Exercise set →
a) Reproduce the part of the commentary on Zola's Thérèse and Laurent that begins at the words "Zola again uses" and stops after "novel-lovin'—it's very dry.".
b) Resume the commentary on Zola's Thérèse and Laurent, picking up after its last sentence.

Zola again uses medical-sounding language to describe how Thérèse and Laurent become one "organism" after the murder of Camille. This is not your prototypical, rosy-colored-glasses version of novel-lovin'—it's very dry.
Quote #5
Thérèse's dry, nervous character had reacted in an odd way with the stolid, sanguine character of Laurent. Previously, in the days of their passion, this contrast in temperament had made this man and woman into a powerfully linked couple by establishing a sort of balance between them and, so to speak, complementing their organisms. The lover contributed his blood and the mistress her nerves, and so they lived in one another, each needing the other's kisses to regulate the mechanism of their being. But the equilibrium had been disturbed and Thérèse's over-excited nerves had taken control. Suddenly, Laurent found himself plunged into a state of nervous erethism; under the influence of her fervent nature, his own temperament had gradually become that of a girl suffering from an acute neurosis. It would be interesting to study the changes that are sometimes produced in certain organisms as a result of particular circumstances. These changes, which derive from the flesh, are rapidly communicated to the brain and to the entire being. (22.2)
Zola encapsulates his entire scientific project here by describing how Thérèse's nervous temperament affects Laurent's sanguine temperament. He continues to use medical-sounding vocabulary when he explains how the mixture of Thérèse's nerves and Laurent's blood regulates the "mechanism of their being." Are you buying Zola's objective take on lust and love yet?
Quote #6
His remorse was purely physical. Only his body, his tense nerves and his trembling flesh were afraid of the drowned man. His conscience played no part in his terror: he did not have the slightest regret having killed Camille. (22.5)
Zola insists in his Preface that his characters have no soul. Laurent doesn't actually feel guilty for murdering Camille; his body is merely experiencing a nervous shock. Hm…
Quote #7
His physical suffering was frightful, but the soul remained absent. The wretch did not feel a shred of remorse. His passion for Thérèse had infected him with a dreadful malady, that's all. (22.5)

(Referring expression grounding data)

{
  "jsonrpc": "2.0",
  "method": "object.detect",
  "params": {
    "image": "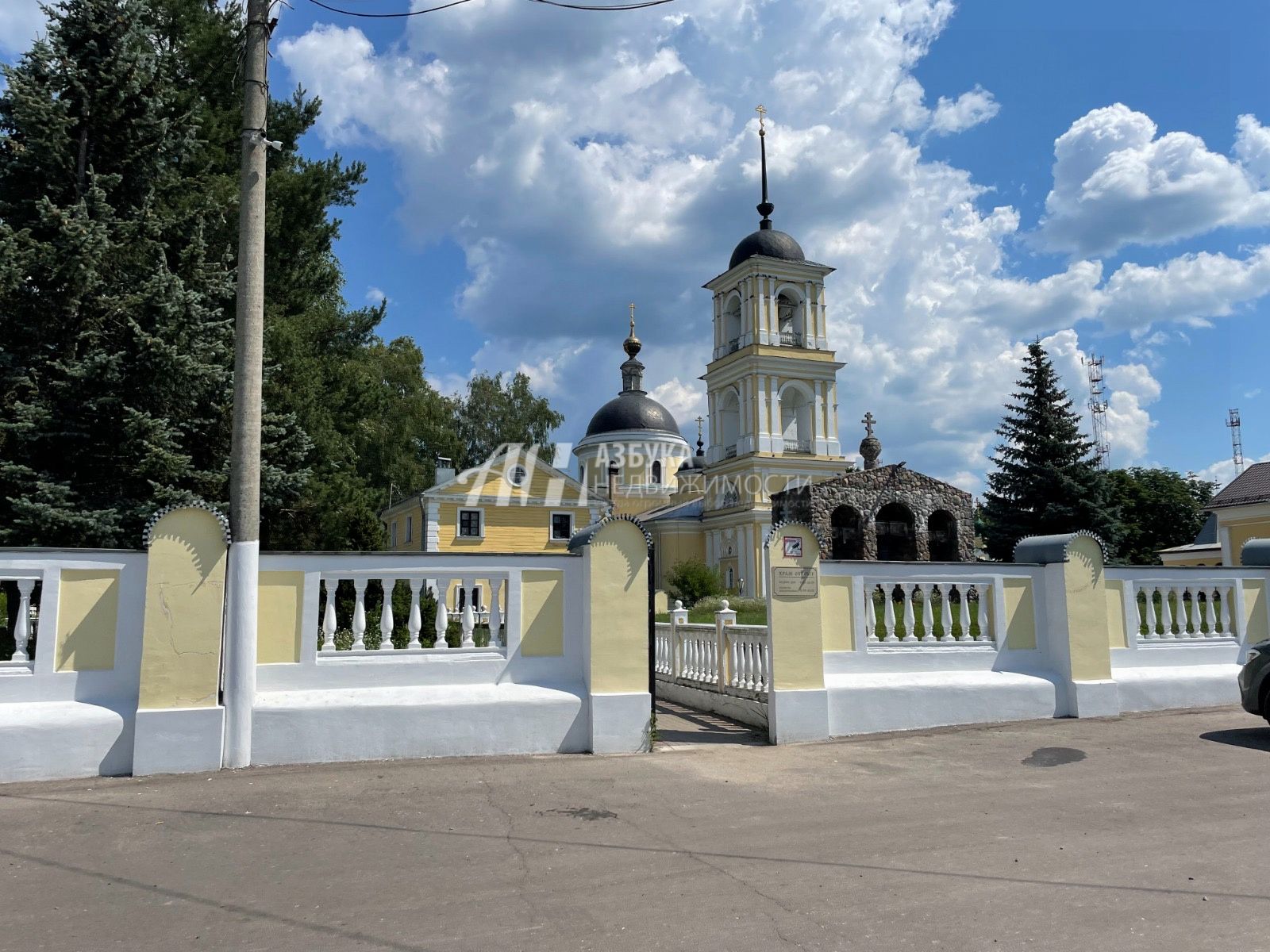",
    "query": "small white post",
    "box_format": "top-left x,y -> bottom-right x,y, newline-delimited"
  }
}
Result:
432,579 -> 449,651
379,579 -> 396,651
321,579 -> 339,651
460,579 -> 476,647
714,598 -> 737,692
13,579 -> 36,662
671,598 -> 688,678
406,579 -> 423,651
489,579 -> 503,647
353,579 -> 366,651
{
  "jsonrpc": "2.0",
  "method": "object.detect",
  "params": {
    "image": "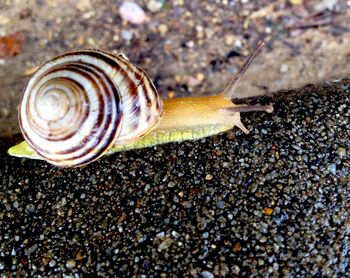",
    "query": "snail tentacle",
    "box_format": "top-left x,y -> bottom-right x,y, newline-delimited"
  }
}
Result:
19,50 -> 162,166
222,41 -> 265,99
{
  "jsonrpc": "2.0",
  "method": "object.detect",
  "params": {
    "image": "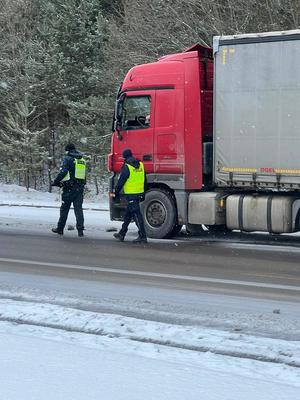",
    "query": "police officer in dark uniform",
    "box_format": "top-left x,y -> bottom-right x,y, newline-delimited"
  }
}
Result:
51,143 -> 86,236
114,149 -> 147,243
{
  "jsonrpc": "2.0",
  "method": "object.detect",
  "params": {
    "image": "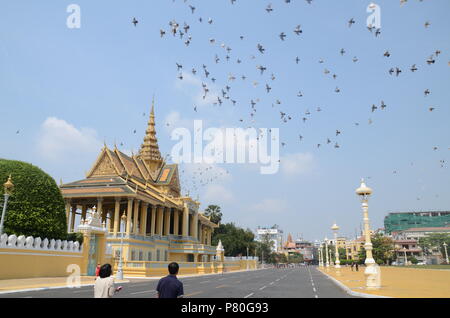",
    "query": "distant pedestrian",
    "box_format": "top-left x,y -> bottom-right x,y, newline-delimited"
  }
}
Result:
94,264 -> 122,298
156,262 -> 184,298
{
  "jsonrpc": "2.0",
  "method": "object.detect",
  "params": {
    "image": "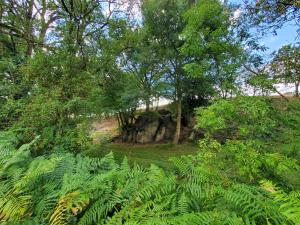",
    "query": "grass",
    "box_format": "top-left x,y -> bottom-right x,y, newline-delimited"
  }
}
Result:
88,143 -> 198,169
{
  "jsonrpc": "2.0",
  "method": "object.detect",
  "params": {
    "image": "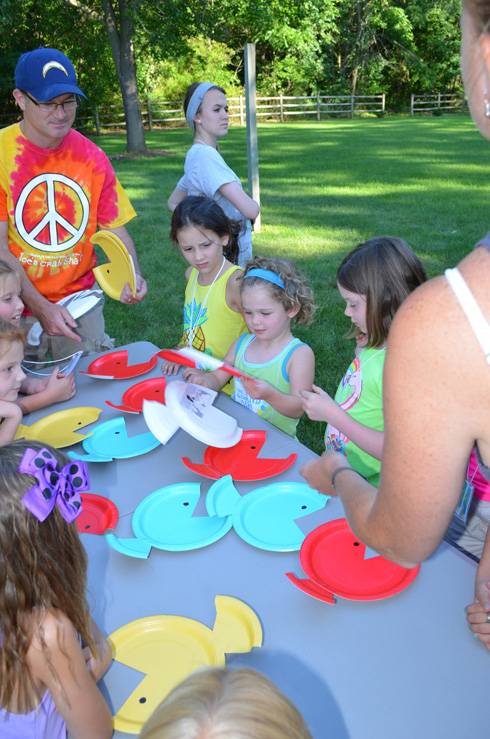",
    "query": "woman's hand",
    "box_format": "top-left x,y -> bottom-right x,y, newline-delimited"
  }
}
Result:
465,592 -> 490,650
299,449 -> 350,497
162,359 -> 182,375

* * *

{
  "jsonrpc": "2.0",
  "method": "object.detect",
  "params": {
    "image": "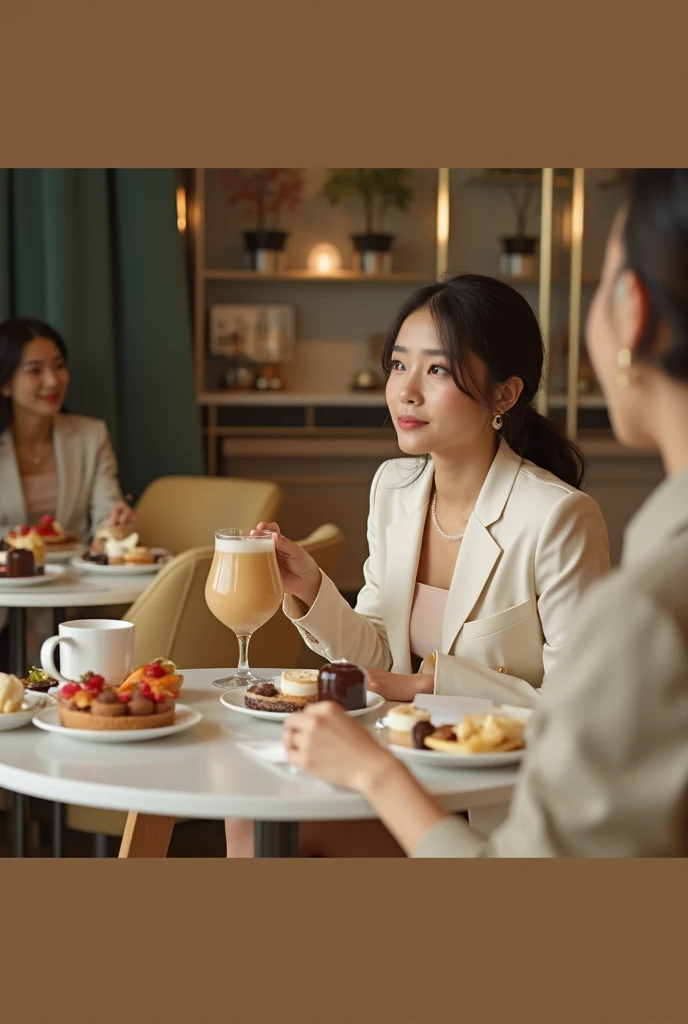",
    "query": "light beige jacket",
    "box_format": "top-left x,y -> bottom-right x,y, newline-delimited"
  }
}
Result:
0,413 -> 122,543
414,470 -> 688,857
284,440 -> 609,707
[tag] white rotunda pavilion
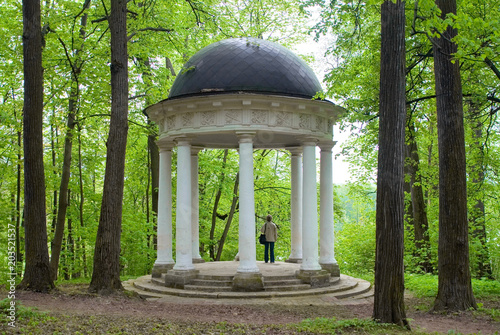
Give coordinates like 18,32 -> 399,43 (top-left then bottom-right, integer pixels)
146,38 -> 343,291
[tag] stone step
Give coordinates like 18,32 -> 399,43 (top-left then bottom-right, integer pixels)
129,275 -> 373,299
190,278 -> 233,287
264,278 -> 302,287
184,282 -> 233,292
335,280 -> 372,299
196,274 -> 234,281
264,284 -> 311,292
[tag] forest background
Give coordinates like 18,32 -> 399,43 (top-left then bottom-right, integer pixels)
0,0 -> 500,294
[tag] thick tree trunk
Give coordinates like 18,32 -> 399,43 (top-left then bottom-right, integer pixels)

Results in order →
a)
Zola again uses medical-sounding language to describe how Thérèse and Laurent become one "organism" after the murder of Camille. This is not your prototypical, rosy-colored-glasses version of novel-lovin'—it's very dry.

b)
According to Zola, Laurent is nothing more than a human animal. He therefore has no such thing as a conscience, and his suffering is merely a sickness, a "malady"—not a sign of moral guilt. Or it is, and Zola is full of it.
Quote #8
Thérèse, too, was deeply disturbed, but in her it was simply that her original temperament had been greatly over-stimulated. [...] Laurent had been for her what she was for Laurent: a kind of violent shock. (22.6)
Like Laurent, Thérèse also experiences changes to her temperament after Camille's death. And Zola also continues to insist on the fact that Thérèse's sufferings are the result of a shock to the nervous system, not the manifestations of guilt.
Quote #9
Some strange phenomenon had doubtless taken place in the organism of Camille's murderer. [...] Perhaps Laurent had become an artist [...] after the great disruption that had unbalanced his mind and his body. [...] In the life of terror that he was leading, his thoughts became exaggerated and rose to the ecstasy of genius; the sickness of the spirit, as it were, the neurosis that was afflicting his being, was also developing a strangely lucid artistic sensibility in him. (25.26)
Due to Thérèse's influence, Laurent develops a delicate sensibility. Which means that Thérèse's nerves are beginning to dominate his blood. This blending of nerves and bloods is what turns Laurent into an artistic genius. We guess Zola's got a scientific explanation for everything, huh?
Quote #10
It was essential for one of them to disappear for the other to enjoy a measure of peace. This idea occurred to both at the same time: both felt the pressing need for separation and both wanted that separation to be eternal. The murder that they were each thinking about seemed natural to them, inevitable, a necessary consequence of the murder of Camille. (31.44)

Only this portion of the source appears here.